GIVEN TASK
Copy all of the data below word for word.

LISTED RECORDS
----

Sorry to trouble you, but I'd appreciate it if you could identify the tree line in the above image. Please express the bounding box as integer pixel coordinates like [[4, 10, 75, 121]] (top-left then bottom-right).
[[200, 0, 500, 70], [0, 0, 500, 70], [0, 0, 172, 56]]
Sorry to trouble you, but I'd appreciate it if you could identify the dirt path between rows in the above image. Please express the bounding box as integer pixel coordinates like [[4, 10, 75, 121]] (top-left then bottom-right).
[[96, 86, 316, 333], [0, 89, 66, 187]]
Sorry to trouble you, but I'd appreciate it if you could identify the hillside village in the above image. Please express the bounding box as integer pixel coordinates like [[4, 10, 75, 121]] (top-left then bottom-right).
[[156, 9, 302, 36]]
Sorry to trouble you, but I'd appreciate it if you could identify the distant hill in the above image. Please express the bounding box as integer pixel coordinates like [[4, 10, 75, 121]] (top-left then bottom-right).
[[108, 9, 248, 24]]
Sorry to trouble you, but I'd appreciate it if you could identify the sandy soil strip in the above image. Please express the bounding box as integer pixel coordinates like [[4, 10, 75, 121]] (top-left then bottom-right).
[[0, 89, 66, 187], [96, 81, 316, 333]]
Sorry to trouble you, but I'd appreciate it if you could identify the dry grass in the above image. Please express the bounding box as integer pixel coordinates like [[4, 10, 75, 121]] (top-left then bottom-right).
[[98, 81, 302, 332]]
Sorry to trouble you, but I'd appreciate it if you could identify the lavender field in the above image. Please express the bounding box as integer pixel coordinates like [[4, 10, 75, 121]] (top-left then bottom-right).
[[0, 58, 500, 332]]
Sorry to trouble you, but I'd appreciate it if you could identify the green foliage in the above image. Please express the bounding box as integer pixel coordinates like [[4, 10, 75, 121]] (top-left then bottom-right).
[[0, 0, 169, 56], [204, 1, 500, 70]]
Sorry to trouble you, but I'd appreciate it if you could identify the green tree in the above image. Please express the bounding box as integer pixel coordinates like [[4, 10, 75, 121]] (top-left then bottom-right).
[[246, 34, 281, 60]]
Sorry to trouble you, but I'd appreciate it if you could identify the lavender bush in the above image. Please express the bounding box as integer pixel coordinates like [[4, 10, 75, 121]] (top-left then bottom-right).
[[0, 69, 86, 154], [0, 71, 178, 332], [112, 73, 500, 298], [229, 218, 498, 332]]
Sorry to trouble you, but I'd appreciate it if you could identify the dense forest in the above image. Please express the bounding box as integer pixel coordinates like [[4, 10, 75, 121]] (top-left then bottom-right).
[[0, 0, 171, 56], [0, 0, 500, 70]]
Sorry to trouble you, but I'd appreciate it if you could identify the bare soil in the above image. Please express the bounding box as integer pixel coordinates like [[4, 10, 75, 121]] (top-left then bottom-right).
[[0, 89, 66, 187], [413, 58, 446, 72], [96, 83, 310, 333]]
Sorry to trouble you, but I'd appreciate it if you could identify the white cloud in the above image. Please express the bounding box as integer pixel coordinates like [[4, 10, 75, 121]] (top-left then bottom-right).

----

REPLY
Sorry to trouble you, but I'd appreciate it if you could identify the tree line in the above image. Please express the bounding box as integer pixel coordinates like [[4, 10, 75, 121]] (top-left then bottom-right).
[[200, 0, 500, 70], [0, 0, 500, 70], [0, 0, 172, 56]]
Sorry to trouble you, but I'd appreciate it if you could identify the dirt path between rows in the above image. Please express the bounding box as integer pixel coordinates like [[4, 10, 75, 121]] (top-left then bottom-right).
[[96, 86, 316, 333], [0, 89, 66, 187]]
Sorry to trouble you, but I'd appreciate it if you could identify the hillside village in the above image. Please express the bounding box as integer pixel coordinates like [[4, 10, 75, 121]] (top-left then bottom-right).
[[156, 9, 302, 36]]
Sorry to trouble you, but I'd appreciate it if you could identify the distant hill in the above image. Please express the bounding box as integer pixel coordinates like [[4, 10, 75, 121]] (top-left then bottom-right).
[[108, 9, 248, 24]]
Sorry to trouble you, but I'd appreciate it if you could identify the sandy soil strip in the above image. Please express the bounding box as integer pixel coordinates like [[4, 10, 75, 121]] (top-left then bottom-right).
[[0, 89, 66, 187], [96, 81, 316, 333]]
Sorry to trouble you, but I'd appreciate it if you could identify the dry grass in the above image. Please express the bounding box as integer pixel coordinates like [[4, 10, 75, 121]] (top-left then bottom-right).
[[98, 81, 302, 332]]
Sorry to trouble you, but I'd appreciate it if you could identify the lavender field in the above image. Please express the bounding box as integer pixel coordinates like [[4, 10, 75, 121]] (top-left then bottom-right).
[[0, 58, 500, 332]]
Sorry to trouble you, but I'd appreciate it if you could identify the green foliage in the above image. Please express the bounding box as integer pixel coordinates like [[4, 10, 75, 121]] (top-left then bottom-right).
[[0, 0, 169, 56], [204, 1, 500, 70]]
Sorry to trouble you, but I'd appreciate it if you could identify the green tree in the above image. Please express the bounding box as integer pixel coordinates like [[4, 10, 75, 121]] (top-left then bottom-right).
[[246, 34, 281, 60]]
Sorry to trouble you, but I'd appreciate it if you could identify the lavender bush in the above image. Please express the bounding box as integer pixel coordinates like [[4, 10, 75, 121]] (top-left then bottom-right).
[[0, 69, 86, 154], [0, 71, 178, 332], [112, 73, 500, 298], [229, 218, 498, 332]]
Sorry to trouble you, but I'd appreciate it if you could identify the dense forest in the above image. Please express the bounding box as integer pixel coordinates like [[4, 10, 75, 121]] (top-left then bottom-right).
[[0, 0, 171, 56], [0, 0, 500, 70]]
Sorry to trouble you, but I'd appreciate it if you could identify the bare soil in the above image. Please express the bounding box as integer pixel coordinates like [[4, 10, 75, 121]] (top-left then bottom-right).
[[0, 89, 66, 187], [413, 58, 446, 72], [96, 83, 310, 333]]
Sorry to trouble you, but I'd appreciate it if you could identify the white cloud in the above image. Please express the bounding box as integer pixel coordinates like [[4, 10, 75, 121]] (top-left then bottom-right).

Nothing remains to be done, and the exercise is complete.